# What you have to do
State how many of the lines below contain the string "dark", with case significant, and give only that number.

(begin)

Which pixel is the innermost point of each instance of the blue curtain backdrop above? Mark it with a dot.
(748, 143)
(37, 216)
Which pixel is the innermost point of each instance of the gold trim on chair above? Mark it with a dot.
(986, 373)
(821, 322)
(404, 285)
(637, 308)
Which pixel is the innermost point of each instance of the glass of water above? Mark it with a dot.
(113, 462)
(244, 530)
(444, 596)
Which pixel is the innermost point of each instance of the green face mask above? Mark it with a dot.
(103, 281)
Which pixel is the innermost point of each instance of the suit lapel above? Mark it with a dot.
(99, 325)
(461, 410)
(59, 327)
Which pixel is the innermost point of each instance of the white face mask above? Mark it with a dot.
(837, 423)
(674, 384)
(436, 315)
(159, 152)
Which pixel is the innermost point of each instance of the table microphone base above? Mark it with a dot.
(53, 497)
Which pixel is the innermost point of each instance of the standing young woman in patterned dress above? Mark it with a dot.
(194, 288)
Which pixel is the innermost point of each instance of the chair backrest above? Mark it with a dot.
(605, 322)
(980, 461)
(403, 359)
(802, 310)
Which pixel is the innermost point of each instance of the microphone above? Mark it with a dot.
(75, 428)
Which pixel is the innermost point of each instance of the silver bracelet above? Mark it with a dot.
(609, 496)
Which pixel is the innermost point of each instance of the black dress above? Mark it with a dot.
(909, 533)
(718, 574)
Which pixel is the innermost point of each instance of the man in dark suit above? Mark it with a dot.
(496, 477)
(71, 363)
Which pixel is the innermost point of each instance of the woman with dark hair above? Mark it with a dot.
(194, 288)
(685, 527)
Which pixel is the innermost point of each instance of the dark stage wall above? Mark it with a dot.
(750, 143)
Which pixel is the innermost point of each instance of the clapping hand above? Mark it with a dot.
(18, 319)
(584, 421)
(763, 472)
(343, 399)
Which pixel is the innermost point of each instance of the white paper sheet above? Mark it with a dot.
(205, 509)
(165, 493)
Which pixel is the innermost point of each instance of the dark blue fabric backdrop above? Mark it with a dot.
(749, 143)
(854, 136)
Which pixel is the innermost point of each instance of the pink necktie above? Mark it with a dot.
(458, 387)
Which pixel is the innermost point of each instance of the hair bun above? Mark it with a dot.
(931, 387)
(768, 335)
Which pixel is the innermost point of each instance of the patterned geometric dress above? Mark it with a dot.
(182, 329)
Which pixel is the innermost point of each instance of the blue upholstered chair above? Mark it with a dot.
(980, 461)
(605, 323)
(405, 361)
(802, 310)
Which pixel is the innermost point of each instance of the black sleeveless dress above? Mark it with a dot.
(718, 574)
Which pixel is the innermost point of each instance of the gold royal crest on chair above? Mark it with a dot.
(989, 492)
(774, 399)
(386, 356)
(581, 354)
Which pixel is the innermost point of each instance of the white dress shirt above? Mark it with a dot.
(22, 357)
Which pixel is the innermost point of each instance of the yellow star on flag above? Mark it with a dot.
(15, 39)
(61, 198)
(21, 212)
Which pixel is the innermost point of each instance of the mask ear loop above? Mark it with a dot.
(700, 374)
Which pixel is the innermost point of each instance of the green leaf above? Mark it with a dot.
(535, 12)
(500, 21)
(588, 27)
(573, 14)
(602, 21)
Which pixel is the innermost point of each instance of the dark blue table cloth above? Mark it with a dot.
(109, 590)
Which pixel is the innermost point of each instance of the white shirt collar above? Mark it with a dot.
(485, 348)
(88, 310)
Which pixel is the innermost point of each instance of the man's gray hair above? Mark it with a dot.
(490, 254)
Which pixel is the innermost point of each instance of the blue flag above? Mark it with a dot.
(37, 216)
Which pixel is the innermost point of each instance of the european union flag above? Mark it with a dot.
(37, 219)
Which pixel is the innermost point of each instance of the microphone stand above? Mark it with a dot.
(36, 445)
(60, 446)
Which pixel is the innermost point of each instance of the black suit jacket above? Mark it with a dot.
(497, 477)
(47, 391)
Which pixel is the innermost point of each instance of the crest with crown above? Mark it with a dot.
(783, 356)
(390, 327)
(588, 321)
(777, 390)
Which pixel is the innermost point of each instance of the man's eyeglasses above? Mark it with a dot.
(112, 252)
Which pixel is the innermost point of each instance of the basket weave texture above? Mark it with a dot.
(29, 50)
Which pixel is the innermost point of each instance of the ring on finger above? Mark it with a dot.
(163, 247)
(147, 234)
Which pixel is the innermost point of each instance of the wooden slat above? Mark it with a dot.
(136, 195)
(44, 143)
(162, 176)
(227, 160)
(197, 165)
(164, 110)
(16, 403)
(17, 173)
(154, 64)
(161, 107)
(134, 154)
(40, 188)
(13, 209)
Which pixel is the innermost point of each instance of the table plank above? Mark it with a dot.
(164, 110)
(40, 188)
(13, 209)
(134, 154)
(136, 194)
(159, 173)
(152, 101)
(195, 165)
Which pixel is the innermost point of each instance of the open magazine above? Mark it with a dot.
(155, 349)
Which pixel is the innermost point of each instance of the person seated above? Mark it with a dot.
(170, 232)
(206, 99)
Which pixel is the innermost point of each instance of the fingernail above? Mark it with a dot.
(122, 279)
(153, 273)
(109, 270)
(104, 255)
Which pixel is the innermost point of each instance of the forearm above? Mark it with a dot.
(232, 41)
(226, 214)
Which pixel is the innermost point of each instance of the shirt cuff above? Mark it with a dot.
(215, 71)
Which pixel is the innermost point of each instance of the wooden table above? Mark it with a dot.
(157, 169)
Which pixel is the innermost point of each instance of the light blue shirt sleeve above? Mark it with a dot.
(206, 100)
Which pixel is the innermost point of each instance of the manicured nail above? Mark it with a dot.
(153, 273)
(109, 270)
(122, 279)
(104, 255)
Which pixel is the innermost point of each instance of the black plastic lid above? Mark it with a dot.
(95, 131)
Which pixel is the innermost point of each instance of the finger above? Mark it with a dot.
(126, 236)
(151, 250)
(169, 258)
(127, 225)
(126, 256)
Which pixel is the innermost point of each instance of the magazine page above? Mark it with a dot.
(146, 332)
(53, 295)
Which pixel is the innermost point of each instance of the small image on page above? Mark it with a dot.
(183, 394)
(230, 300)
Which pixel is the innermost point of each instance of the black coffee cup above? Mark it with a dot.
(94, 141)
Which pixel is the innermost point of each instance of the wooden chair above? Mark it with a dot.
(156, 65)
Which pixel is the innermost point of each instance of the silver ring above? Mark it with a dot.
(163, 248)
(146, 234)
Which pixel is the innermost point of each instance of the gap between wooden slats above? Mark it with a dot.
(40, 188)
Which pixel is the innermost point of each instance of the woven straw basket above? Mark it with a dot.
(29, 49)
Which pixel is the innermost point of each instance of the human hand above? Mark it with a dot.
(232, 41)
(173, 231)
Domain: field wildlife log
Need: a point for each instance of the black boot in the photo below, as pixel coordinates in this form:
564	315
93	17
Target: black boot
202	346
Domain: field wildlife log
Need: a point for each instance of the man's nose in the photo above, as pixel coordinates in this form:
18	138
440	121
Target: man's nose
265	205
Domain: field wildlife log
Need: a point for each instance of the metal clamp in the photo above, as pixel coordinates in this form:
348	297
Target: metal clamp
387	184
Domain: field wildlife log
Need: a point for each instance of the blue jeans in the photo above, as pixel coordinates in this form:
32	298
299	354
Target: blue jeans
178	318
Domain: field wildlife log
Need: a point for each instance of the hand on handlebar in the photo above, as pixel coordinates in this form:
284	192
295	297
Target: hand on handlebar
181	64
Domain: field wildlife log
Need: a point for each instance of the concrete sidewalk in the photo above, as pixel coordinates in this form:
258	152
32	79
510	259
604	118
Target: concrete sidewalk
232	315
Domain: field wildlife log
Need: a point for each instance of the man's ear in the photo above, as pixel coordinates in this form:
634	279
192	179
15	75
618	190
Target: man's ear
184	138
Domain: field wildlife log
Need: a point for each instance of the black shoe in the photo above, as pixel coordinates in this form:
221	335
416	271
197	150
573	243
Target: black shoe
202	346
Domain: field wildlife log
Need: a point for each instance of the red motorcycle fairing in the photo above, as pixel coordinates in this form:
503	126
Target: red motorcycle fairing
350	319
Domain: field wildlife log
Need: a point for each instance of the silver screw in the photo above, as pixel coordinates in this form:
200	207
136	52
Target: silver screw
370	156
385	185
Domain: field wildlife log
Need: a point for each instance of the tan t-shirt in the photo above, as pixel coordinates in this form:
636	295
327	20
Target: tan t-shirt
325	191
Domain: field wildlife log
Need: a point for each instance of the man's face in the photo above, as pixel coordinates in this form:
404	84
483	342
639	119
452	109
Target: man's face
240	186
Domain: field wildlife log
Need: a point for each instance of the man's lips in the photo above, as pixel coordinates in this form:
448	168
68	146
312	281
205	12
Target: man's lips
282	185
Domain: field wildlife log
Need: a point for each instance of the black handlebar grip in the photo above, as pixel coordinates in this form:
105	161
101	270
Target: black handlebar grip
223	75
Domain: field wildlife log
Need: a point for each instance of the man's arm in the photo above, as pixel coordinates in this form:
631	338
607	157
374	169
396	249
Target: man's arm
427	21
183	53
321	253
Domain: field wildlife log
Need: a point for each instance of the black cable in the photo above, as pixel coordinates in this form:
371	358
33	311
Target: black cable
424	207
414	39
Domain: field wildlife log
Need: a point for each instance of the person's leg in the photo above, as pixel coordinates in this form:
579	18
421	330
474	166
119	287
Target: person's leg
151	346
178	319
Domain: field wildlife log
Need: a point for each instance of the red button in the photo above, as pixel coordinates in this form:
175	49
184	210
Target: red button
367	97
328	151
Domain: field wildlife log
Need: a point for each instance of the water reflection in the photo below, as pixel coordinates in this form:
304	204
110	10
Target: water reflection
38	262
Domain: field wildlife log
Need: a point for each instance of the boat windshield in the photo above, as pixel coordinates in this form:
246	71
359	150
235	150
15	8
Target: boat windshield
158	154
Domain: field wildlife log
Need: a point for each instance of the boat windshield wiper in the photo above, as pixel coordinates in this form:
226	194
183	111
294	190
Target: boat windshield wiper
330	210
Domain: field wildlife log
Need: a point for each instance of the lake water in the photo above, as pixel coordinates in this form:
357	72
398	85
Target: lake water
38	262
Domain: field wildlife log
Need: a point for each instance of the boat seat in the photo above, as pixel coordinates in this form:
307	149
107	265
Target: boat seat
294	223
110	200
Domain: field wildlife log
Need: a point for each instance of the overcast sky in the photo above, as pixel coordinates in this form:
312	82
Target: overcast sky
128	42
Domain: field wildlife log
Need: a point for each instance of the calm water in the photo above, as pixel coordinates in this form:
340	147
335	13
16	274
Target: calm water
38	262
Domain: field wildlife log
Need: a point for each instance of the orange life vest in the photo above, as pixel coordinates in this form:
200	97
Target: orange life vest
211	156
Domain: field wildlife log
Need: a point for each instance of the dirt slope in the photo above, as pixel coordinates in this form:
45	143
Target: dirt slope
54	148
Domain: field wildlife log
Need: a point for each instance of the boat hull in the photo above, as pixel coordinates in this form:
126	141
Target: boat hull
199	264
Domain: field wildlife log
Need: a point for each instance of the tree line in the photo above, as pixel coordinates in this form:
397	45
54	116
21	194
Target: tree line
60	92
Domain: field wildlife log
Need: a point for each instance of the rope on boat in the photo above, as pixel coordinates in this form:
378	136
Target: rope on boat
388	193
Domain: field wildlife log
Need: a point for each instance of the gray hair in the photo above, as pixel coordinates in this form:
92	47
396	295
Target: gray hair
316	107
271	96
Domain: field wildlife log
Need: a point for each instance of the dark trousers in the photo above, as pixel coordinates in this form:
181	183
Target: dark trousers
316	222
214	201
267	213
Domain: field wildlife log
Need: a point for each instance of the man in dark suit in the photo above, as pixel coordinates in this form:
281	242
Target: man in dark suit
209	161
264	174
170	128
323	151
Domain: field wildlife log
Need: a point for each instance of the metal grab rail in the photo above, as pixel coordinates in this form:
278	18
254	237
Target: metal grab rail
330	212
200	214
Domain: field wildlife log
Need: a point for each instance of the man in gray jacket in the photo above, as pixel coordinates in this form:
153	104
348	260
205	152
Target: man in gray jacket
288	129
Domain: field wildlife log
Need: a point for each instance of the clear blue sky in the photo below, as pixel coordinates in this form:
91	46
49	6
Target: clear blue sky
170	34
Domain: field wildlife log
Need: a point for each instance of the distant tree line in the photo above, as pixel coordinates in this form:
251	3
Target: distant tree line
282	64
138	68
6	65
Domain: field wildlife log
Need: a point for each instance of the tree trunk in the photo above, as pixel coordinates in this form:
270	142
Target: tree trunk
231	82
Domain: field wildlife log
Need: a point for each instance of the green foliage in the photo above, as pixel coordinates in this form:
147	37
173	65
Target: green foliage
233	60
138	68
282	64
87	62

(end)

# Answer to this problem
9